** Provided records follows **
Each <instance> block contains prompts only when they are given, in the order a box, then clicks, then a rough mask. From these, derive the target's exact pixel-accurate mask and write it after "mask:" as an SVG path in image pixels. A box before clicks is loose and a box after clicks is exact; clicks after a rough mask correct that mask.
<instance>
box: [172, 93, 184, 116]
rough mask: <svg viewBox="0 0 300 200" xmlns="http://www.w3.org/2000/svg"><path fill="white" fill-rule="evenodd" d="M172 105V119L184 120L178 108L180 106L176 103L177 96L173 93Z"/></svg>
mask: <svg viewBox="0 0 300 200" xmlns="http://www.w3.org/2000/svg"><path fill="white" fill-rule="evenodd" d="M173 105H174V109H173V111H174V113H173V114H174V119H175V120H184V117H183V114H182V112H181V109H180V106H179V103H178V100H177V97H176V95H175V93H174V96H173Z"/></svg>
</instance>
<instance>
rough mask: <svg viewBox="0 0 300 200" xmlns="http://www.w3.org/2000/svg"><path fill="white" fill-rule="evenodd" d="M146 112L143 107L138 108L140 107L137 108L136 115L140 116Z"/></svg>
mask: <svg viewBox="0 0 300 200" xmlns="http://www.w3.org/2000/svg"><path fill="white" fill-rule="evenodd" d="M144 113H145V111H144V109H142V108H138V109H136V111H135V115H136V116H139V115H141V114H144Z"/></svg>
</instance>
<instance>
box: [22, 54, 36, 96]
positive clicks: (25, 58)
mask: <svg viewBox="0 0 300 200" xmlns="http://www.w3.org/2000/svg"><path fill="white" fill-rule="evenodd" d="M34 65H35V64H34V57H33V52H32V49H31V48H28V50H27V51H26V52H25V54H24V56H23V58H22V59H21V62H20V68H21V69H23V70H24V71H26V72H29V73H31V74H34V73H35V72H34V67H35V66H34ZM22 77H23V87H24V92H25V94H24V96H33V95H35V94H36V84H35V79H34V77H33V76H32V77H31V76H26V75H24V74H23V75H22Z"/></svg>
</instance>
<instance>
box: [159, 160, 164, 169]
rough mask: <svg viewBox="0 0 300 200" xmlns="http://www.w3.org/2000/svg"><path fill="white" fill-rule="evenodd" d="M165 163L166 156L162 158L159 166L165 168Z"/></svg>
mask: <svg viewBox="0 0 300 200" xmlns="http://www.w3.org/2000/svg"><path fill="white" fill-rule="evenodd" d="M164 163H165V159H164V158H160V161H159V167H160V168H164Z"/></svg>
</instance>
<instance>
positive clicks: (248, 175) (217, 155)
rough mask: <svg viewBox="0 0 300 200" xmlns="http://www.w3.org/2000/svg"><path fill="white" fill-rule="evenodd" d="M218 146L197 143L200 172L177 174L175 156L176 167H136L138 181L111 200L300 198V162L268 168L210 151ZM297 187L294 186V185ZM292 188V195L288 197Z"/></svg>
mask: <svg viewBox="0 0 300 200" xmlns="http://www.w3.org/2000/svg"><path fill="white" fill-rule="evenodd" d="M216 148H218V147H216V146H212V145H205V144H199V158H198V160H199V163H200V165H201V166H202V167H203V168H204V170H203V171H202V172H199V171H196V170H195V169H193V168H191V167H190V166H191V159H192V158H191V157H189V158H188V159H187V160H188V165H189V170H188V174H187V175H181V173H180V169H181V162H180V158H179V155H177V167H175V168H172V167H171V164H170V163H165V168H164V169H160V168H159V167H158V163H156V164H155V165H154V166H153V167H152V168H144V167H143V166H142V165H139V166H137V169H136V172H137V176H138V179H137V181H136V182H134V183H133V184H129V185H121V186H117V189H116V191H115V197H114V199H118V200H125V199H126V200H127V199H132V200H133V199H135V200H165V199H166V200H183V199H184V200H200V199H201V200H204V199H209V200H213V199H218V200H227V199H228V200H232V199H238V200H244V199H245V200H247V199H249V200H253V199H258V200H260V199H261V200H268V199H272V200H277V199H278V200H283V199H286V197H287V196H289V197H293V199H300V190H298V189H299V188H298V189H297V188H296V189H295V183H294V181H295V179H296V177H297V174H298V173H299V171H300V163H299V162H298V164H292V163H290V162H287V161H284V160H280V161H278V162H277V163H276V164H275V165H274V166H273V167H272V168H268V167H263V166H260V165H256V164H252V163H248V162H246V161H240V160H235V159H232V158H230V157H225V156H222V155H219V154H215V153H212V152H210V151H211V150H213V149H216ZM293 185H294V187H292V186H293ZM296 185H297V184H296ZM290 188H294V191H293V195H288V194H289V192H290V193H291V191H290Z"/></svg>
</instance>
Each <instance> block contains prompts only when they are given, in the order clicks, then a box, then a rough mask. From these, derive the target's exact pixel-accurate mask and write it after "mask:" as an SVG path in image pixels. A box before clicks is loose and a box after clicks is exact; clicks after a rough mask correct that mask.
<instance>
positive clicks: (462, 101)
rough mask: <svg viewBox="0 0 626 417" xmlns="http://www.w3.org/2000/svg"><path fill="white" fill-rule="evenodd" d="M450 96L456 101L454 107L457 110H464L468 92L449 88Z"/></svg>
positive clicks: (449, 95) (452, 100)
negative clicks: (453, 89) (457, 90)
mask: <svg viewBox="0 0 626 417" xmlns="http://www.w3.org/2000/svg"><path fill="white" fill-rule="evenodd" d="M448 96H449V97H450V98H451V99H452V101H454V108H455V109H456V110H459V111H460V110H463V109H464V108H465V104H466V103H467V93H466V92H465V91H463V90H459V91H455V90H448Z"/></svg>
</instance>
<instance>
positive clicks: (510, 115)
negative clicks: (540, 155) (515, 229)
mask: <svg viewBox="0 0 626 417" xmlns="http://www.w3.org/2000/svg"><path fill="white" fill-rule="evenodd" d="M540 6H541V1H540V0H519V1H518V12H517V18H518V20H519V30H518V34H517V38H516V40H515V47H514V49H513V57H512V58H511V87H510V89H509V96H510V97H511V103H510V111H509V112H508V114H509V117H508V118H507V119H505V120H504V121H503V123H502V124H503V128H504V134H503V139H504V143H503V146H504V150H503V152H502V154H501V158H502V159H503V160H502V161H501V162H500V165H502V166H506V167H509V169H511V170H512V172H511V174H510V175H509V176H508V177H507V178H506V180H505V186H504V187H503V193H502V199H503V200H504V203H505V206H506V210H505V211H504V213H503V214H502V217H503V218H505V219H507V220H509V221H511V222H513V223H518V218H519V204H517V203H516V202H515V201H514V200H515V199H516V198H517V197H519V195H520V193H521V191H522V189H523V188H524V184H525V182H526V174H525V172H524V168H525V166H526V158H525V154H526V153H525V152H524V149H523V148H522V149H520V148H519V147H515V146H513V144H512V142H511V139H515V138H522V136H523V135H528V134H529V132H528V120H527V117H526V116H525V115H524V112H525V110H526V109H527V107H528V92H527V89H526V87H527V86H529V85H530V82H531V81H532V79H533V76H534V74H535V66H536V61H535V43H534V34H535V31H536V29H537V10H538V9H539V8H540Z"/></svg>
** End of Provided records **
What you are asked to do >> Reproduce the material above in full, word for word.

Response area >>
Each <instance> block contains prompts only when they are given, in the order a box, then clicks, then a rough mask. From these, derive the target's exact pixel-accurate mask and write it after "mask:" as an SVG path in image pixels. A box before clicks is loose and a box after clicks is exact; clicks after a rough mask correct that mask.
<instance>
box: [172, 93, 184, 116]
rough mask: <svg viewBox="0 0 300 200" xmlns="http://www.w3.org/2000/svg"><path fill="white" fill-rule="evenodd" d="M172 105V119L184 120L178 108L180 106L176 103L177 96L173 93Z"/></svg>
mask: <svg viewBox="0 0 300 200" xmlns="http://www.w3.org/2000/svg"><path fill="white" fill-rule="evenodd" d="M173 105H174V109H173V111H174V113H173V114H174V119H175V120H184V117H183V114H182V112H181V109H180V106H179V103H178V100H177V97H176V95H175V93H174V96H173Z"/></svg>
</instance>
<instance>
rough mask: <svg viewBox="0 0 300 200" xmlns="http://www.w3.org/2000/svg"><path fill="white" fill-rule="evenodd" d="M146 112L143 107L138 108L140 107L137 108L136 115L140 116Z"/></svg>
mask: <svg viewBox="0 0 300 200" xmlns="http://www.w3.org/2000/svg"><path fill="white" fill-rule="evenodd" d="M144 113H145V111H144V109H142V108H138V109H136V111H135V115H136V116H139V115H141V114H144Z"/></svg>
</instance>
<instance>
box: [22, 54, 36, 96]
positive clicks: (25, 58)
mask: <svg viewBox="0 0 300 200" xmlns="http://www.w3.org/2000/svg"><path fill="white" fill-rule="evenodd" d="M34 65H35V64H34V57H33V52H32V49H31V48H28V50H27V51H26V52H25V54H24V56H23V58H22V59H21V62H20V68H21V69H23V70H24V71H26V72H29V73H31V74H34V73H35V72H34V67H35V66H34ZM22 77H23V87H24V92H25V94H24V96H33V95H35V94H36V84H35V79H34V77H33V76H32V77H31V76H26V75H24V74H23V75H22Z"/></svg>
</instance>
<instance>
box: [159, 160, 164, 169]
rough mask: <svg viewBox="0 0 300 200" xmlns="http://www.w3.org/2000/svg"><path fill="white" fill-rule="evenodd" d="M165 163L166 156L162 158L159 166L165 168Z"/></svg>
mask: <svg viewBox="0 0 300 200" xmlns="http://www.w3.org/2000/svg"><path fill="white" fill-rule="evenodd" d="M164 163H165V159H164V158H160V161H159V167H160V168H164Z"/></svg>
</instance>
<instance>
positive clicks: (248, 175) (217, 155)
rough mask: <svg viewBox="0 0 300 200" xmlns="http://www.w3.org/2000/svg"><path fill="white" fill-rule="evenodd" d="M218 146L197 143L200 172L177 174L175 156L176 167H136L138 181L111 200L300 198V162L268 168L210 151ZM297 187L294 186V185ZM292 188V195L288 197Z"/></svg>
mask: <svg viewBox="0 0 300 200" xmlns="http://www.w3.org/2000/svg"><path fill="white" fill-rule="evenodd" d="M216 148H218V147H216V146H212V145H205V144H199V158H198V160H199V163H200V165H201V166H202V167H203V168H204V170H203V171H202V172H199V171H196V170H195V169H193V168H191V167H190V166H191V159H192V158H191V157H189V158H188V159H187V160H188V165H189V170H188V174H187V175H181V173H180V169H181V162H180V158H179V155H177V167H175V168H172V167H171V164H170V163H165V168H164V169H160V168H159V167H158V163H156V164H155V165H154V166H153V167H152V168H144V167H143V166H142V165H139V166H137V169H136V172H137V176H138V179H137V181H136V182H134V183H133V184H129V185H121V186H117V189H116V191H115V197H114V199H118V200H125V199H126V200H127V199H132V200H133V199H135V200H165V199H166V200H183V199H184V200H200V199H201V200H204V199H209V200H213V199H218V200H227V199H228V200H232V199H238V200H244V199H245V200H247V199H249V200H253V199H258V200H260V199H261V200H268V199H272V200H277V199H278V200H283V199H286V197H287V196H289V197H293V199H300V190H298V189H299V188H298V189H297V188H296V189H295V183H294V181H295V179H296V177H297V174H298V173H299V171H300V163H299V162H298V164H292V163H290V162H287V161H284V160H280V161H278V162H277V163H276V164H275V165H274V166H273V167H272V168H268V167H263V166H260V165H256V164H252V163H248V162H246V161H240V160H235V159H232V158H230V157H225V156H222V155H219V154H215V153H212V152H210V151H211V150H213V149H216ZM293 185H294V187H292V186H293ZM296 185H297V184H296ZM290 188H294V191H293V195H288V194H289V192H290V193H291V191H290Z"/></svg>
</instance>
Each <instance> block contains prompts only when they are given, in the order clicks, then a box, then a rough mask. From these, derive the target's exact pixel-accurate mask and write it after "mask:" as an SVG path in image pixels. A box before clicks is loose and a box after clicks is exact; clicks after a rough mask correct that mask.
<instance>
positive clicks: (462, 101)
rough mask: <svg viewBox="0 0 626 417" xmlns="http://www.w3.org/2000/svg"><path fill="white" fill-rule="evenodd" d="M450 96L456 101L454 107L457 110H464L468 92L449 88Z"/></svg>
positive clicks: (449, 95) (452, 100)
negative clicks: (453, 89) (457, 90)
mask: <svg viewBox="0 0 626 417" xmlns="http://www.w3.org/2000/svg"><path fill="white" fill-rule="evenodd" d="M448 96H449V97H450V98H451V99H452V101H454V108H455V109H456V110H459V111H460V110H463V109H464V108H465V104H466V103H467V93H466V92H465V91H463V90H459V91H455V90H448Z"/></svg>
</instance>
<instance>
positive clicks: (510, 115)
negative clicks: (540, 155) (515, 229)
mask: <svg viewBox="0 0 626 417" xmlns="http://www.w3.org/2000/svg"><path fill="white" fill-rule="evenodd" d="M540 6H541V1H540V0H519V1H518V12H517V18H518V20H519V30H518V34H517V38H516V40H515V47H514V49H513V57H512V58H511V87H510V89H509V96H510V97H511V103H510V111H509V112H508V114H509V117H508V118H507V119H505V120H504V121H503V123H502V124H503V128H504V134H503V139H504V143H503V146H504V150H503V152H502V154H501V158H502V159H503V160H502V161H501V162H500V165H502V166H506V167H509V169H511V170H512V172H511V174H510V175H509V176H508V177H507V178H506V180H505V186H504V187H503V193H502V199H503V200H504V203H505V206H506V210H505V211H504V213H503V214H502V217H503V218H505V219H507V220H509V221H511V222H513V223H518V218H519V204H517V203H516V202H515V201H514V200H515V199H516V198H517V197H519V195H520V193H521V191H522V189H523V188H524V184H525V182H526V174H525V172H524V168H525V166H526V158H525V154H526V153H525V152H524V149H523V148H522V149H520V148H519V147H515V146H513V144H512V142H511V139H515V138H522V136H523V135H528V134H529V132H528V120H527V117H526V116H525V115H524V112H525V110H526V109H527V107H528V92H527V89H526V87H527V86H529V85H530V82H531V81H532V79H533V76H534V74H535V66H536V61H535V43H534V34H535V31H536V29H537V10H538V9H539V8H540Z"/></svg>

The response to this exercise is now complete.